**Task**
Reproduce every line of the records below without changing a single character.

━━━━━━━━━━━━━━━━

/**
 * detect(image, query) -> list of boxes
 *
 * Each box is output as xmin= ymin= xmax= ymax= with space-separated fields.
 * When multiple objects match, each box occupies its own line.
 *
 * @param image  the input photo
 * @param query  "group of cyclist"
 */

━━━━━━━━━━━━━━━━

**Completed exercise**
/**
 * detect(image, query) -> list of boxes
 *
 * Each box is output as xmin= ymin= xmax= ymax= with space-separated fields.
 * When multiple objects match, each box occupies its own line.
 *
 * @param image  the input photo
 * @param query  "group of cyclist"
 */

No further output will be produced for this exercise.